Extract provided =
----------------

The novel won a PEN/Hemingway Award for Debut Novel, the Women's Prize for Fiction, and the inaugural James Patterson and Bookshop.org Prize. It was included on The Washington Posts list of 50 notable works of fiction from 2025, Barnes & Noble's Best Fiction of 2025 list, and Amazon's Best Books of 2025. It was nominated for a Goodreads Choice Award for Fiction, Debut Novel, and Audiobook. It was also nominated for an Audie Award for Ensemble Performance and Fiction. It was a BBC Radio 2 Book Club pick.

----------------

Given information =
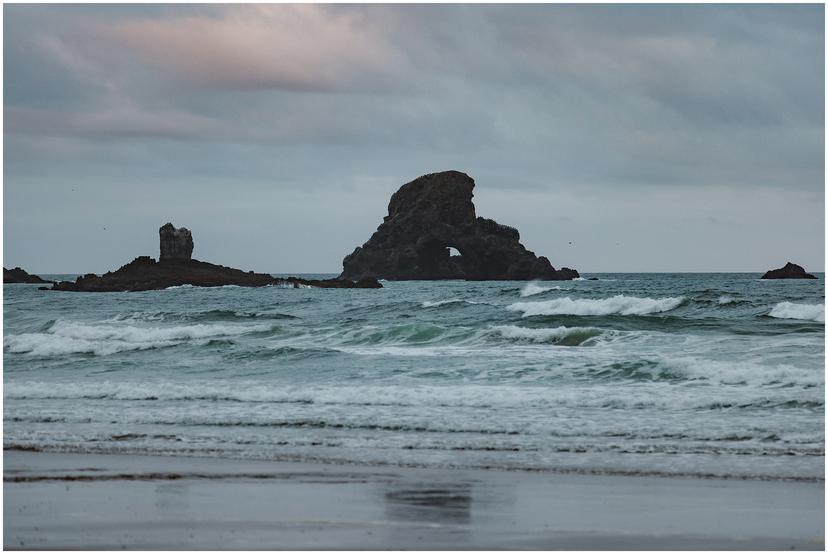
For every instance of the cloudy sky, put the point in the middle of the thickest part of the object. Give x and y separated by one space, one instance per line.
654 138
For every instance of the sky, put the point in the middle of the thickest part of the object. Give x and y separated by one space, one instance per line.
650 137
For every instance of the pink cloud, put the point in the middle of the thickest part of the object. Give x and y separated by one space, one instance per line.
299 47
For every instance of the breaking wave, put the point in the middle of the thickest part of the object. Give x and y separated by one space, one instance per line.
66 337
565 336
619 304
790 310
533 288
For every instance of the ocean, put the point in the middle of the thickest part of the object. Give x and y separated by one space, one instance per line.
705 375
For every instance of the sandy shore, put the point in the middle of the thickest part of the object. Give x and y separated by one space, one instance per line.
70 501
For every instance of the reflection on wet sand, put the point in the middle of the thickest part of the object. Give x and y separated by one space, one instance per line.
429 503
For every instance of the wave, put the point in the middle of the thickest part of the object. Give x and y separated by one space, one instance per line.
619 304
66 337
790 310
533 288
208 315
434 304
565 336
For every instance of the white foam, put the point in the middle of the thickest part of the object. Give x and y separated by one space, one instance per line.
790 310
533 288
619 304
66 337
553 335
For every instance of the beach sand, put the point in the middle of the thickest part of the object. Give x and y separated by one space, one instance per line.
86 501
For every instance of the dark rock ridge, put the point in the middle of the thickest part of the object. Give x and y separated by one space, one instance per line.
176 244
790 271
432 214
177 268
18 275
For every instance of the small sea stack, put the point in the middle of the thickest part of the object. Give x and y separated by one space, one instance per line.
790 271
427 219
175 267
19 275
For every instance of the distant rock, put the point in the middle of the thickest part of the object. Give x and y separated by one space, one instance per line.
18 275
176 244
432 214
175 268
790 271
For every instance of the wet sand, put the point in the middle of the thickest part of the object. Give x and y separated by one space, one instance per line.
86 501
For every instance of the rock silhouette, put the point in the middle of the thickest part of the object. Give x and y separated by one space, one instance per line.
18 275
790 271
176 244
175 268
432 214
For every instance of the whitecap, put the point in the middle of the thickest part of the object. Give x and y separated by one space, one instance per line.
534 288
570 336
619 304
790 310
66 337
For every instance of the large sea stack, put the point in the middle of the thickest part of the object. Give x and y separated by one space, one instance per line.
432 214
175 267
790 271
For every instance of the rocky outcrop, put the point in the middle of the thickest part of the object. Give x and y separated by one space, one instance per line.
18 275
176 244
176 268
790 271
432 214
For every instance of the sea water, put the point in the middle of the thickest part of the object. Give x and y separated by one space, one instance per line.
713 375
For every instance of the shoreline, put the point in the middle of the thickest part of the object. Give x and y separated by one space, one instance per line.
93 501
378 465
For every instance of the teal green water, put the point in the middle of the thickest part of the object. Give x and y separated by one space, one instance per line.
680 374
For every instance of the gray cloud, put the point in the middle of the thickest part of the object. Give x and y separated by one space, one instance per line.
297 123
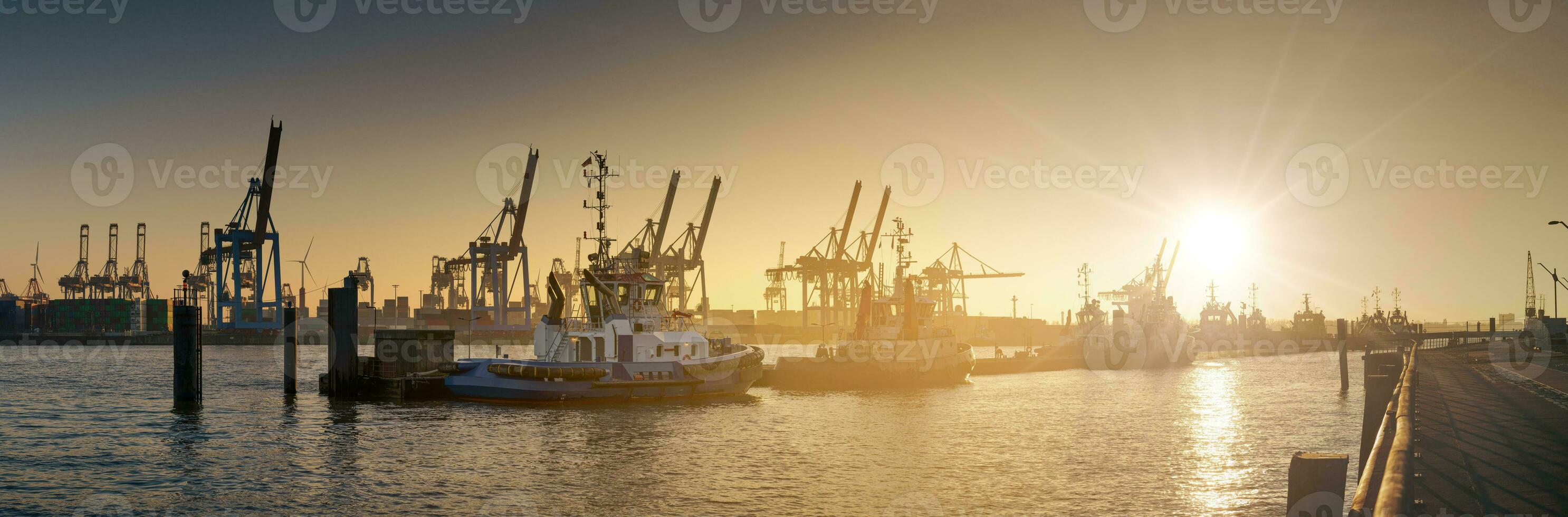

----------------

Set of tasks =
[1] Answer these from the passage on the novel's awards:
(a) Which prize did the novel win in its inaugural year?
(b) In which categories was it nominated for a Goodreads Choice Award?
(c) Which book club chose it as a pick?
[2] Turn the paragraph beginning "The novel won a PEN/Hemingway Award" from the passage on the novel's awards into a bulleted list, keeping its main facts.
[3] Resume the passage on the novel's awards, starting right after its last sentence.
The listing plays no part in this.

Answers to the problems =
[1]
(a) The James Patterson and Bookshop.org Prize.
(b) Fiction, Debut Novel, and Audiobook.
(c) The BBC Radio 2 Book Club.

[2]
- Won: PEN/Hemingway Award for Debut Novel, Women's Prize for Fiction, inaugural James Patterson and Bookshop.org Prize
- Listed among: The Washington Post's 50 notable works of fiction from 2025, Barnes & Noble's Best Fiction of 2025, Amazon's Best Books of 2025
- Goodreads Choice Award nominations: Fiction, Debut Novel, Audiobook
- Audie Award nominations: Ensemble Performance, Fiction
- BBC Radio 2 Book Club pick

[3]
Ann Patchett praised the novel, calling it "really beautiful" and "a cause for celebration". Kirkus Reviews called the novel at times "thoughtful" and at other times "laugh-out-loud funny". Sarah-Ruth Tasko of Library Journal called each letter "a compelling monologue that communicates raw emotion and grief alongside humor and tart observations". Publishers Weekly called the novel "charming". Elisabeth Egan of The New York Times featured it as her favorite hidden gem book of 2025. Anne Griffin called the novel "a masterclass in how to exquisitely put words on human frailty" in her review for The Irish Times. Laura Hackett of The Times said that the novel "breathes fresh life" into the epistolary novel format and called the prose "a joy to read". Chris Hewitt of The Minnesota Star Tribune called the novel "an absolute charmer". Amazon editor Abby Abell said she "fell for Sybil immediately."

== Adaptation ==
A film adaptation produced by Lionsgate Films was announced on March 18, 2026. It will be written by Cat Vasko and will star Jane Fonda. Fonda will produce alongside Todd Lieberman, and Vasko will executive produce alongside Virginia Evans.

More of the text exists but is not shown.